On Tuesday, November 1st, a school bus in Baltimore, Maryland was en route to pick up its first charge of classroom-bound children when it collided with a car, ricocheted off a structural element on the right side of the road and then veered into oncoming traffic. The yellow school bus then struck a Maryland Transit Administration bus traveling in the opposite direction, opening up the driver’s side of the bus from the bumper all the way back. Tragically, six people lost their lives—including both drivers of the respective busses and several passengers on the MTA bus. Again, the school bus was empty at the time and no children were harmed by the incident.

That very afternoon, an accident involving a school bus loaded with children occurred in Orange County Florida. Orlando police investigating the incident believe that a Toyota failed to yield to the school bus and crashed into the bus—luckily, no one was hurt. The accident reports involving school buses continued throughout the week though, as more mishaps made the news. On Wednesday in Houston, Texas, a school bus that was taking 51 students on a field trip left the road and veered into a ditch after trying to avoid an oncoming car that had crossed the middle line. Seven students were taken to a nearby hospital as a precaution, but all were released. And then, on Thursday, November 3rd, a school bus in Chesapeake, Virginia tangled with a truck while transporting students to school, fortunately resulting only in bent sheet metal.

It’s unavoidable that such incidents will occur, but it is worth noting that these events took place only a matter of days after many of our communities observed National School Bus Safety Week (designated each year as the third week of October)—an event designed to heighten the awareness of school bus safety among students, parents and communities. So the question here is whether or not those sharing the roads with our young pupils have been getting the message?

☆ ☆ ☆ ☆

* **PROBLEM 1**
According to the passage on school bus accidents, when is National School Bus Safety Week held each year?
* **PROBLEM 2**
Please carry on the passage about school bus accidents from the point where it ends.
The rows that come next are from a separate source, not from the passage on school bus accidents.

☆ ☆ ☆ ☆

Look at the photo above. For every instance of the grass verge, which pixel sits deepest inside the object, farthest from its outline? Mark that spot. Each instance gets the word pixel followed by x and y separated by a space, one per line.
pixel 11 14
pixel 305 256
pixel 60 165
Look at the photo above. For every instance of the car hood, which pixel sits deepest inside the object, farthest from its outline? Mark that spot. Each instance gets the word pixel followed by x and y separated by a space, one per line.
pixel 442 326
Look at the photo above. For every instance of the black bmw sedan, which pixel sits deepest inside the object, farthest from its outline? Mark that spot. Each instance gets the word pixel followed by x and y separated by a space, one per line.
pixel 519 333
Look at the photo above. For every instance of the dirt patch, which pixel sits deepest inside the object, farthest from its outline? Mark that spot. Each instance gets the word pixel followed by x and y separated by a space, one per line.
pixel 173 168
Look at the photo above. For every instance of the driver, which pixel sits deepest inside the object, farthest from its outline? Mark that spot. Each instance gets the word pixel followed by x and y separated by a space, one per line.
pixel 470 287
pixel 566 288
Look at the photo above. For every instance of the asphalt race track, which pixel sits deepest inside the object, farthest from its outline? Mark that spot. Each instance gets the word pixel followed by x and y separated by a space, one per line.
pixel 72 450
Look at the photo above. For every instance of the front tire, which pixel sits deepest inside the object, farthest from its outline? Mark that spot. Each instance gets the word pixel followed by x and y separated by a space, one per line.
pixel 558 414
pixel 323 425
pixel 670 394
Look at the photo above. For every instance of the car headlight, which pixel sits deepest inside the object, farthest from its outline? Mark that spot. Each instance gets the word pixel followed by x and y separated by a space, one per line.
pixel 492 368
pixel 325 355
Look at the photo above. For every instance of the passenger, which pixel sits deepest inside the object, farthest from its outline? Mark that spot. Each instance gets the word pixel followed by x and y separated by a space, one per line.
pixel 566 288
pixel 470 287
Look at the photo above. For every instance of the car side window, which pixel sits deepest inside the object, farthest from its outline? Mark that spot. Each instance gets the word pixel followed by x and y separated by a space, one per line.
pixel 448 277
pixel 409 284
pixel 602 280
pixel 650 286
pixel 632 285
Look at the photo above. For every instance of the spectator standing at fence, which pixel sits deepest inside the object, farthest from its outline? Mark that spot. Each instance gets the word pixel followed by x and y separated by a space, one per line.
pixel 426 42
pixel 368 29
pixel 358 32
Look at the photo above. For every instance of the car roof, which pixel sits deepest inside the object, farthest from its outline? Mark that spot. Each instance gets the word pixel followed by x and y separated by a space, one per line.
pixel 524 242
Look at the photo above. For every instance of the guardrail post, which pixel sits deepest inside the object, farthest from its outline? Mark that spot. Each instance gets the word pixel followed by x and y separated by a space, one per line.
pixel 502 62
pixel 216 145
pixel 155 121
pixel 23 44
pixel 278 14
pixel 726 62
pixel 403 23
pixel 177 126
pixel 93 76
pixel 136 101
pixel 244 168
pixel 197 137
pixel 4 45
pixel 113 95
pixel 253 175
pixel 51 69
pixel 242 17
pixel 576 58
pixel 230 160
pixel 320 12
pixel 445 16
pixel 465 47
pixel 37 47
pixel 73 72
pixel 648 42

☆ ☆ ☆ ☆

* **EXERCISE RESULT 1**
The third week of October.

* **EXERCISE RESULT 2**
Data on traffic incidents involving school transportation varies from state to state, but the National Highway Traffic Safety Administration (NHTSA) shows that safety seems to be status quo on a national level. For instance, tracking a 9-year period from 2002 to 2011, the NHTSA found that there were 1,221 fatal vehicle crashes that involved school transportation. Another study reviewing the period from 2005 to 2014 shows 1,191 fatal crashes involving school buses—suggesting that the numbers vary only by a small degree with school transportation-related accidents accounting for a mere .35 to .4 percent of all fatal motor vehicle traffic crashes each year. The NHTSA also points out that school buses are the safest way for children to travel to and from school, as such vehicles are designed to be better than passenger vehicles in preventing injuries in the event of a collision. The NHTSA has also changed its tune in November of 2015 by finally endorsing the use of 3-point seatbelts on buses after years of claiming the piece of safety equipment unnecessary.

With safety education and equipment working hard to protect our children, it truly comes down to a question of awareness and accountability—are drivers giving the school buses with which we share our roads the level of consideration they deserve? The American School Bus Council estimates that some 480,000 buses carry 25 million children to school each day, and it’s important that we watch out for each and every one of them as we drive throughout our communities.